BRANO FORNITO =>
□ □ □

PAZZAGLI: ACQUA BENE PREZIOSO DA RIPUBBLICIZZARE

Abbiamo recuperato il testo dell’intervento del 21 febbraio 2004 al convegno su “Acqua bene comune” che si tenne quell’anno a Livorno, dell’allora sindaco di Suvereto Rossano Pazzagli. In questo intervento vengo infatti espressi molti dei dubbi e delle problematiche che a distanza di due anni hanno poi realmente colpito il territorio della Val di Cornia e della Costa Etrusca, e che qui vi riproponiamo nella sua versione integrale.

«In questo breve intervento svilupperò alcune riflessioni sul ruolo che i Comuni possono giocare, accennando all’esperienza della Val di Cornia.
La prima considerazione è che avendo alle spalle un periodo tendente alla mercificazione ed alla aziendalizzazione dell’acqua, i Comuni oggi possono e devono assumere una funzione nuova: ma quali Comuni e quale ruolo?
Intanto c’è da rilevare l’impossibilità per i comuni più piccoli di giocare un ruolo adeguato; ricordo che in Italia i comuni sotto i 5000 abitanti sono il 72% del totale e coprono più della metà del territorio e che quasi sempre è su questo territorio che stanno le fonti principali di approvvigionamento idrico. Con la logica a cui siamo stati portati dalla normativa nazionale e regionale (poiché la Legge Galli sposta la titolarità del servizio idrico dai comuni agli Ambiti Territoriale Ottimali, che poi le regioni avevano il compito di definire), i comuni nei nuovi soggetti titolari del servizio idrico contano pro-quota, in relazione cioè alla loro dimensione demografica.

□ □ □

VOCI FORNITE =>

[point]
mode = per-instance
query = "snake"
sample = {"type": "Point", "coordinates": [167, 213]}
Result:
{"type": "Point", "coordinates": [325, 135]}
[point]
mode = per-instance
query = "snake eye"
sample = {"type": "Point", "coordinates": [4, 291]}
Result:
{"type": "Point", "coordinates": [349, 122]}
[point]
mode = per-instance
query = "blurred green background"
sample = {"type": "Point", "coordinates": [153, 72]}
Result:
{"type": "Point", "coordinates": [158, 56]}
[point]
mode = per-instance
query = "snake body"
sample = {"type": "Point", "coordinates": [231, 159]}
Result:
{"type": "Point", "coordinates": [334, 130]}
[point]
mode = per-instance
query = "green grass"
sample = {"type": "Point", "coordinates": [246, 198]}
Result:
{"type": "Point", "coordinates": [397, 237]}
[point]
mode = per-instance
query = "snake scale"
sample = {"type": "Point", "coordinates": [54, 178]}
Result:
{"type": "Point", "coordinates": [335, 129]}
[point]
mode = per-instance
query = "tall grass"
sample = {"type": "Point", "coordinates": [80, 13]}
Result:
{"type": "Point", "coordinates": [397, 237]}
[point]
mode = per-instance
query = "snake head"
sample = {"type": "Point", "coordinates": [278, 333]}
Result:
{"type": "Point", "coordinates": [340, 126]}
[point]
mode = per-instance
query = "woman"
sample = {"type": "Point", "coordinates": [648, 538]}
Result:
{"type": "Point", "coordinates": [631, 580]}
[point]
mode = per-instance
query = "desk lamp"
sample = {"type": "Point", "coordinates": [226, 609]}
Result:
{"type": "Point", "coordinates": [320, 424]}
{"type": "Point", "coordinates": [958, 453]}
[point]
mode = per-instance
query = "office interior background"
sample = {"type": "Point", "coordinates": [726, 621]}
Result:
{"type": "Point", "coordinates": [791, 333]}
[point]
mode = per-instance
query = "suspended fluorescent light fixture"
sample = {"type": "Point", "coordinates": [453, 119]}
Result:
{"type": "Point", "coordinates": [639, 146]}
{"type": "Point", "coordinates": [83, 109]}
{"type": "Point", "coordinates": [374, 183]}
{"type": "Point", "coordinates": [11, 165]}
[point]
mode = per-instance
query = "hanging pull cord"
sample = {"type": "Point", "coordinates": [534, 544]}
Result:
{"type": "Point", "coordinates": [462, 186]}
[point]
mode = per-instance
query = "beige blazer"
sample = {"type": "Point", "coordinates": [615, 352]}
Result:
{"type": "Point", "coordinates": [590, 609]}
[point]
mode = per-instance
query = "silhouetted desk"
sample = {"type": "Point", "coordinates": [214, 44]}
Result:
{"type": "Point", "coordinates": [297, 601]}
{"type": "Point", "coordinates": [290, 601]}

□ □ □

COMPITO 1 => Trascrivi dal brano sull'acqua bene comune la parte che inizia con "La prima considerazione" e prosegue fino a "loro dimensione demografica.".
COMPITO 2 => In quante righe dell'elenco compare la parola "desk"? Per favore, indica soltanto il numero.

RISPOSTA 1 =>
La prima considerazione è che avendo alle spalle un periodo tendente alla mercificazione ed alla aziendalizzazione dell’acqua, i Comuni oggi possono e devono assumere una funzione nuova: ma quali Comuni e quale ruolo?
Intanto c’è da rilevare l’impossibilità per i comuni più piccoli di giocare un ruolo adeguato; ricordo che in Italia i comuni sotto i 5000 abitanti sono il 72% del totale e coprono più della metà del territorio e che quasi sempre è su questo territorio che stanno le fonti principali di approvvigionamento idrico. Con la logica a cui siamo stati portati dalla normativa nazionale e regionale (poiché la Legge Galli sposta la titolarità del servizio idrico dai comuni agli Ambiti Territoriale Ottimali, che poi le regioni avevano il compito di definire), i comuni nei nuovi soggetti titolari del servizio idrico contano pro-quota, in relazione cioè alla loro dimensione demografica.

RISPOSTA 2 => 2